Dataset ->
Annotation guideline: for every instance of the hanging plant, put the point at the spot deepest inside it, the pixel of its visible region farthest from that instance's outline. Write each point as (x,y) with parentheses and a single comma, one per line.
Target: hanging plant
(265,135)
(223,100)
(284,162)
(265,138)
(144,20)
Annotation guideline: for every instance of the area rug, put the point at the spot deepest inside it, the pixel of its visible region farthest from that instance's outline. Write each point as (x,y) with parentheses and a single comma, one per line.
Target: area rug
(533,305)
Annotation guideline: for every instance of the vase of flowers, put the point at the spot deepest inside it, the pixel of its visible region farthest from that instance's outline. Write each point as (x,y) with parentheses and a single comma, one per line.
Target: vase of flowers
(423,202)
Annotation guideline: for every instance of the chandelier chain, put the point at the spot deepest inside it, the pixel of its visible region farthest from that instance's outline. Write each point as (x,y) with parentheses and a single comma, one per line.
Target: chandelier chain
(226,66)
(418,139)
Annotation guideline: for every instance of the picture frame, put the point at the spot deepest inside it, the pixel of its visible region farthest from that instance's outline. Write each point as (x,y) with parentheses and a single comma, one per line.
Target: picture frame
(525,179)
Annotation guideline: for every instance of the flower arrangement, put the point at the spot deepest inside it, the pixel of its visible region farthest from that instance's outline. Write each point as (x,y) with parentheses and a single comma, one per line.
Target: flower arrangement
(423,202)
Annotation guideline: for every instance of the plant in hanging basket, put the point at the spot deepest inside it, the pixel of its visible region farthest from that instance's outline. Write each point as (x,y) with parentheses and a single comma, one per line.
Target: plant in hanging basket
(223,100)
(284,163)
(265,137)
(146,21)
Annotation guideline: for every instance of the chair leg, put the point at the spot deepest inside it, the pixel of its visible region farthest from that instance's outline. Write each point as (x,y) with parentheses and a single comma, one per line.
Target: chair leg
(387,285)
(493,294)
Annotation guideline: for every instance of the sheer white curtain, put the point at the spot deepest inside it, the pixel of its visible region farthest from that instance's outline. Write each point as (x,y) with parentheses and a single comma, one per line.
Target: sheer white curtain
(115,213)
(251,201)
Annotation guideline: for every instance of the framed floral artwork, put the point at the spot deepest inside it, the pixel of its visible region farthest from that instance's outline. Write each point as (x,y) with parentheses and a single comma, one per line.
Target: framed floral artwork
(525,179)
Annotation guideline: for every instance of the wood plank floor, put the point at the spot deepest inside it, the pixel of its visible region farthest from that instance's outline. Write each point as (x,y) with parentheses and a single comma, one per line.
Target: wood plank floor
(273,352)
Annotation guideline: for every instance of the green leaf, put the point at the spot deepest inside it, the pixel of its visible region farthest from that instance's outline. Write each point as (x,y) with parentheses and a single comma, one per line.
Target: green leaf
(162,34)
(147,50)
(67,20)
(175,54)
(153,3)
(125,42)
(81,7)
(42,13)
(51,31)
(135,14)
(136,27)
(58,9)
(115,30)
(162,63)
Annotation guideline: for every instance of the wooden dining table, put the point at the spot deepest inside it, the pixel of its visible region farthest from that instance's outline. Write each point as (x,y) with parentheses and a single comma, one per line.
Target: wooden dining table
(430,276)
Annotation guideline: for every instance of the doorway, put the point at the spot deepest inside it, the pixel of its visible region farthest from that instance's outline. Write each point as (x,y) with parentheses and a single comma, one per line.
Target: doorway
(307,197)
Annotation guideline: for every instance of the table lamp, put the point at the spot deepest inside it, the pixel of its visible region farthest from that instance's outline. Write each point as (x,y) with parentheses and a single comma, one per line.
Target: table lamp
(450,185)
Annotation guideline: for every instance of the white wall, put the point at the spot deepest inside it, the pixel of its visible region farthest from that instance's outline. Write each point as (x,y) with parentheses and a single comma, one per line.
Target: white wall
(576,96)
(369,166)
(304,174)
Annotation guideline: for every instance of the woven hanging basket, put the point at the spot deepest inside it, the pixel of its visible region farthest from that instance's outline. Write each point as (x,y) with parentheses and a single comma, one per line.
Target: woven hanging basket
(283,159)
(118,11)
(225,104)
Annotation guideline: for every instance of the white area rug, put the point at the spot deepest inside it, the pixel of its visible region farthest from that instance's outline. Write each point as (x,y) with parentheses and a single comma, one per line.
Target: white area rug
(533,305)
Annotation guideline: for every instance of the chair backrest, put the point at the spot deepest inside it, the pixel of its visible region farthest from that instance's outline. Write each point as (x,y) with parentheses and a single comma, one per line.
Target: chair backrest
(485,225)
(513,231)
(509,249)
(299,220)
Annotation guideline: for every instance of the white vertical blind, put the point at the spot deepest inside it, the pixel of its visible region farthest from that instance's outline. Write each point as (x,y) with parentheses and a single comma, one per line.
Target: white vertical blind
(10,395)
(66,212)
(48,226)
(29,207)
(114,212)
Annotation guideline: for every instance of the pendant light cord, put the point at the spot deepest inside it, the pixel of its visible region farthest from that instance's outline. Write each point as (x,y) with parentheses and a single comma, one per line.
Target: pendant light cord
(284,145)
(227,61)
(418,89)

--

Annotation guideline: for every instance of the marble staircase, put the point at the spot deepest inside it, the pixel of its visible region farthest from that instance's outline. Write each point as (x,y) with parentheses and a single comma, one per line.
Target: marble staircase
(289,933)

* * *

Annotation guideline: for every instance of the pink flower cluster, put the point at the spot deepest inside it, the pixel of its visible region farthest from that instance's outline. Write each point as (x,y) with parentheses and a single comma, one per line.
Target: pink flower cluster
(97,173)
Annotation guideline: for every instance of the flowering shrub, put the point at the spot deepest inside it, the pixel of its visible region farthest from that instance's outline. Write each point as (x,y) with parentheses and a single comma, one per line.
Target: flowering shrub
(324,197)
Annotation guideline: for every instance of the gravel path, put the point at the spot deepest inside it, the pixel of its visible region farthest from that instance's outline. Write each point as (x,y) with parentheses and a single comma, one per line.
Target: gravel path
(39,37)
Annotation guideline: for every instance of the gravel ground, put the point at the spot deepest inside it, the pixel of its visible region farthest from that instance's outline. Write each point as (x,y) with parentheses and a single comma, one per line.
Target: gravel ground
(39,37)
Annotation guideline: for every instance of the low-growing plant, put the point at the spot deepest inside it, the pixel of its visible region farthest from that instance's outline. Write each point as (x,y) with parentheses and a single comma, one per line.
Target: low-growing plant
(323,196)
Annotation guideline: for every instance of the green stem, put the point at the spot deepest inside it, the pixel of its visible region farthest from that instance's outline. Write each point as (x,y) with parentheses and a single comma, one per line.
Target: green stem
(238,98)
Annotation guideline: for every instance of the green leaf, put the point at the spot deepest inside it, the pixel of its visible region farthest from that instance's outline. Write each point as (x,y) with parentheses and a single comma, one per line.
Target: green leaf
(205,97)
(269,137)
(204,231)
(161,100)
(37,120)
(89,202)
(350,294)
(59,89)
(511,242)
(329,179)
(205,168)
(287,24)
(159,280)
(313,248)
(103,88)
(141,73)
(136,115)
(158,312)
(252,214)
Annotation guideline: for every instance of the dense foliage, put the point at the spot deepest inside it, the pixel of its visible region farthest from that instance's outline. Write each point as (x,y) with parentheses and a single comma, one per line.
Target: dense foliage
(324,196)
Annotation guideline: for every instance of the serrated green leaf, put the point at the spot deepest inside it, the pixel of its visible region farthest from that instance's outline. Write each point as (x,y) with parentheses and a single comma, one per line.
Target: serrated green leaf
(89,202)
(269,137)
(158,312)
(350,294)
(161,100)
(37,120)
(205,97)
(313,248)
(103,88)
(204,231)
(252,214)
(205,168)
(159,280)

Exercise description -> Give back exactly the lines above starting at the line where "Annotation guideline: for every instance of the hanging" appears and ending at the line where "Annotation guideline: for every instance of the chair leg, put" appears, both included, with no other lines.

Written solution ->
Annotation guideline: for every instance of the hanging plant, put the point at the spot deepest inside it, the pixel of its visible region farthest from that instance's outline. Write each point as (x,y) with parentheses and a single comma, one per line.
Target: hanging plant
(265,135)
(223,100)
(284,162)
(265,138)
(144,20)
Annotation guideline: for every instance of the area rug, put the point at the spot deepest inside it, the pixel of its visible region farthest from that instance's outline. Write each point as (x,y) with parentheses and a single comma, one per line.
Target: area rug
(533,305)
Annotation guideline: for every instance of the vase of flowers, put the point at the spot deepest inside it, the pixel of its visible region farthest from that instance's outline. Write each point as (x,y) with parentheses and a single comma, one per line.
Target: vase of flowers
(423,202)
Annotation guideline: for every instance of the chandelier chain, put the point at the spot deepest inside it, the pixel of its visible region farthest from that instance's outline. Write each point as (x,y) with parentheses and a single comma, one per line.
Target: chandelier chain
(226,66)
(418,139)
Annotation guideline: for every instance of the picture frame, put the point at the spot deepest inside it, the pixel of its visible region farthest from that instance's outline. Write each point as (x,y) with parentheses and a single comma, one per line.
Target: picture frame
(525,179)
Annotation guideline: for every instance of the flower arrangement, put the point at the spot deepest inside it, the pixel of its visible region farthest from that instance's outline. Write each point as (x,y) with parentheses and a single comma, one per line.
Target: flower arrangement
(423,202)
Annotation guideline: for every instance of the plant in hanging basket, put the point at the spot deepest inside it, the pixel of its visible region farthest from that instance's outline. Write each point as (x,y) with parentheses and a single comma, one per line.
Target: plant in hanging basket
(223,100)
(284,163)
(265,137)
(146,21)
Annotation guideline: for every instance of the chair leg, put the point at the spot deepest inside it, the pixel of its visible region farthest from that instance's outline. Write each point as (x,y) with parentheses and a single comma, one per line.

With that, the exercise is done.